● **Task to carry out**: Scan the entries and copy each line where the word "marking" is present.

● **Supplied records**:
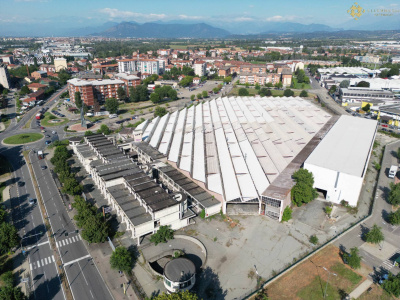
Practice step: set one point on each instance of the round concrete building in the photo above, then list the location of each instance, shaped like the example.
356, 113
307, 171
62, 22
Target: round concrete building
179, 275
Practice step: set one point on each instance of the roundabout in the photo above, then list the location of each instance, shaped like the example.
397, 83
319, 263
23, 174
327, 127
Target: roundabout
23, 138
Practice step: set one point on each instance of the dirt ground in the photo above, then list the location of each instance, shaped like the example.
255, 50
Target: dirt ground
305, 273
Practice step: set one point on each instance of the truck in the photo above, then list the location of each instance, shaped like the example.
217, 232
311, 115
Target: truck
392, 171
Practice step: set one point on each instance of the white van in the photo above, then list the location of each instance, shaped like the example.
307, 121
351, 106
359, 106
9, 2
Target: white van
392, 171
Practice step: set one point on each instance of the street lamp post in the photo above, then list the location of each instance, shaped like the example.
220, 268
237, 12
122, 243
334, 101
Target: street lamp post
326, 286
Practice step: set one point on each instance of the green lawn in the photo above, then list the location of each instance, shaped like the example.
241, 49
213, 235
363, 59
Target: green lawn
316, 289
48, 117
346, 273
23, 138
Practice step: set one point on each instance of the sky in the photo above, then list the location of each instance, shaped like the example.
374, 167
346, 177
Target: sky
222, 13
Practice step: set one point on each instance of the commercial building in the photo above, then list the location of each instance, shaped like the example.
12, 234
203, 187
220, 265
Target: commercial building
359, 94
139, 202
340, 161
200, 68
60, 64
4, 76
241, 150
94, 91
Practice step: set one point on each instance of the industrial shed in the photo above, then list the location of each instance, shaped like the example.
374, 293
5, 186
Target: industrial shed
340, 161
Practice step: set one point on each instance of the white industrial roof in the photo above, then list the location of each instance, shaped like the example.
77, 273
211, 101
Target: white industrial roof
346, 147
237, 146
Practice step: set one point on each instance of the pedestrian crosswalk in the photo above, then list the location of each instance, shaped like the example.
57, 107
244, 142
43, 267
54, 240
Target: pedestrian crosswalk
41, 262
68, 241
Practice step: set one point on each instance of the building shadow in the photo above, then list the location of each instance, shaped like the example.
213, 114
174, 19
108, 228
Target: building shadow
208, 285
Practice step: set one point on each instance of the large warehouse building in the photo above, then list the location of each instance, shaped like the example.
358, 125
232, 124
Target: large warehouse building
239, 148
340, 161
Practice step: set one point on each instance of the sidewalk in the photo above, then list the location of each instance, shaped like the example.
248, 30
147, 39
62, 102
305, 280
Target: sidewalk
358, 291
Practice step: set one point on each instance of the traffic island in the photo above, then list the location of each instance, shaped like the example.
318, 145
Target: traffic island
23, 138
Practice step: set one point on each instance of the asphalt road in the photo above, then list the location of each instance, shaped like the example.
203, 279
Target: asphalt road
82, 274
45, 282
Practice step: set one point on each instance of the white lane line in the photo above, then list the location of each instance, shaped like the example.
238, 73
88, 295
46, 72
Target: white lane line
78, 259
83, 273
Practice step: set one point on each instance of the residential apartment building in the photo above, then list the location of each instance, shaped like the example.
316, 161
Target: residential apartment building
4, 76
95, 90
200, 68
261, 79
355, 94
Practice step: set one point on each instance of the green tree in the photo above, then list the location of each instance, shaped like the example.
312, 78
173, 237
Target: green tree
287, 214
353, 259
112, 105
9, 237
374, 235
366, 107
392, 284
24, 90
121, 259
95, 229
332, 89
160, 111
78, 100
163, 234
121, 93
182, 295
104, 129
303, 191
155, 98
394, 194
243, 92
288, 93
313, 239
345, 84
394, 217
303, 93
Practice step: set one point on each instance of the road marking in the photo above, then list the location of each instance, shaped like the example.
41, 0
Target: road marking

● **Written answer**:
Practice step: set one point on each instance of the road marking in the photo above, then list the location of each instance, shaped like the example.
Target: road marking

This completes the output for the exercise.